▶ **Exercise brief**
Word for word, reproduce the records that follow.
──────────────────────────────
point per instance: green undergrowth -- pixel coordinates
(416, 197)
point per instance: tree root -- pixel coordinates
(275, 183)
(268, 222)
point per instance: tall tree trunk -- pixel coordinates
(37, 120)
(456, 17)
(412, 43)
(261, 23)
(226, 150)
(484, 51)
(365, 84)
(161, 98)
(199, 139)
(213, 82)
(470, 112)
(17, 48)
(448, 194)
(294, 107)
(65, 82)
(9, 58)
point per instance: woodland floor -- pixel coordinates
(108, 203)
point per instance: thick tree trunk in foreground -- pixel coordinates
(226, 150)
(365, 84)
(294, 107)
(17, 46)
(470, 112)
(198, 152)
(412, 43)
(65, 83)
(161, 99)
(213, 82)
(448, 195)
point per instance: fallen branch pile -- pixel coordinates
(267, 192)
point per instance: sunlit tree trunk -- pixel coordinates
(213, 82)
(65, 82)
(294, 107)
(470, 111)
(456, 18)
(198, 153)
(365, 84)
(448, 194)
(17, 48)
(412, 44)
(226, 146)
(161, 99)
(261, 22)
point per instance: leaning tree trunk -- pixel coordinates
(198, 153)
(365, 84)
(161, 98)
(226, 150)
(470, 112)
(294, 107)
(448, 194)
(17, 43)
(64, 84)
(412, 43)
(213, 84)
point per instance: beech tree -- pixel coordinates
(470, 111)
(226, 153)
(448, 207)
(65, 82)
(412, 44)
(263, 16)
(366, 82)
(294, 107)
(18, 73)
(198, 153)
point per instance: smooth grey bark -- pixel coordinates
──────────────────────────────
▶ **Solution to this exercise**
point per instance: green undergrowth -- pixel coordinates
(416, 197)
point per instance: tree root -- pixel coordinates
(275, 183)
(268, 222)
point per instance: tall tree trunk -- pixel coordinates
(37, 120)
(456, 17)
(412, 43)
(261, 23)
(226, 150)
(484, 51)
(365, 84)
(161, 98)
(199, 139)
(213, 82)
(470, 112)
(17, 48)
(448, 194)
(294, 107)
(65, 82)
(9, 58)
point per instance: woodland floor -- pixel coordinates
(108, 203)
point per instance: thick tree trunk in foreground -- pixel coordinates
(226, 150)
(365, 84)
(294, 107)
(17, 46)
(470, 112)
(198, 152)
(412, 43)
(65, 83)
(161, 99)
(213, 82)
(448, 195)
point per instance: fallen branch pile -- pixel coordinates
(267, 192)
point per instance: sunlit tree trunk -- pixel coordinates
(213, 82)
(65, 82)
(294, 107)
(470, 111)
(456, 18)
(198, 153)
(365, 84)
(448, 194)
(17, 48)
(412, 44)
(226, 146)
(161, 99)
(261, 22)
point per instance: leaning tree trunk -- pixel coordinates
(198, 153)
(365, 84)
(161, 98)
(226, 150)
(470, 112)
(294, 107)
(448, 194)
(17, 43)
(64, 84)
(412, 43)
(213, 84)
point per instance: beech tree -- pixel coordinates
(470, 111)
(226, 153)
(448, 207)
(65, 82)
(412, 44)
(263, 16)
(366, 82)
(294, 107)
(18, 73)
(198, 153)
point per instance: smooth grey bark -- pixel coordinates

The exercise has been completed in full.